GOAL: Count the lines in the entries below that contain the word "fence", and reply with the number alone.

DATA SUPPLIED:
====================

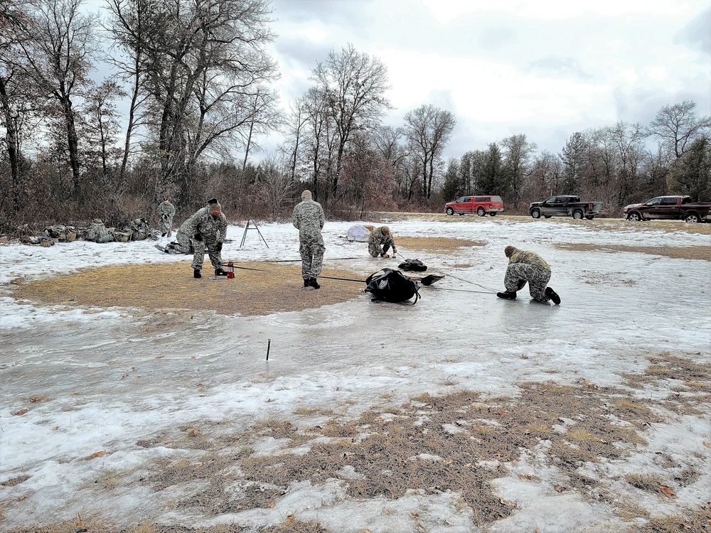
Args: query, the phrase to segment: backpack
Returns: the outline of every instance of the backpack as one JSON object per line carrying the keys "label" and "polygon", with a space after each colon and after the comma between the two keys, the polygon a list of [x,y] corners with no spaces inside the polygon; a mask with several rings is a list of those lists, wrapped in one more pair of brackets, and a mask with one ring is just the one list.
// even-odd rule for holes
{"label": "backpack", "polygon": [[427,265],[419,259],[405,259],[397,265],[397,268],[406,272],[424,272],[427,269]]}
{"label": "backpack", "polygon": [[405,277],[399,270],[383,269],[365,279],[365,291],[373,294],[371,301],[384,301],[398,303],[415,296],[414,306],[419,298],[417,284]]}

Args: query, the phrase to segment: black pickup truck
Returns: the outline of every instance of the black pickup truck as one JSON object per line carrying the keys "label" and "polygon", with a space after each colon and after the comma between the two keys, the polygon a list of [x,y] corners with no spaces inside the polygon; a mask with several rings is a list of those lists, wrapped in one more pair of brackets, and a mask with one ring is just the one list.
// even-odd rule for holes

====================

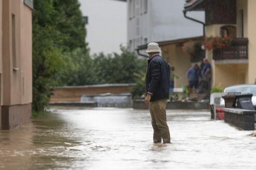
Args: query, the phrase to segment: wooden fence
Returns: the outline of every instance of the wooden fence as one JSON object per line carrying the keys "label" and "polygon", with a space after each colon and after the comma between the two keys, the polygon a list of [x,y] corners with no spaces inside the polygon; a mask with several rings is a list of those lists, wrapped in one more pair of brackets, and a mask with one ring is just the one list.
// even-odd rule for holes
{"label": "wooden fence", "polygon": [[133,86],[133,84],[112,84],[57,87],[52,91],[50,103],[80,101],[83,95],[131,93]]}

====================

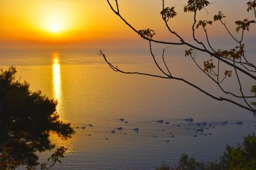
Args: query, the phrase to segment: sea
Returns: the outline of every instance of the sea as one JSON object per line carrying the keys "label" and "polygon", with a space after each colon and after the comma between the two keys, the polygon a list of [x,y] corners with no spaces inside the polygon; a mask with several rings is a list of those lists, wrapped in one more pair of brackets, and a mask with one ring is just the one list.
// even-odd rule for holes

====================

FINISHED EXERCISE: 3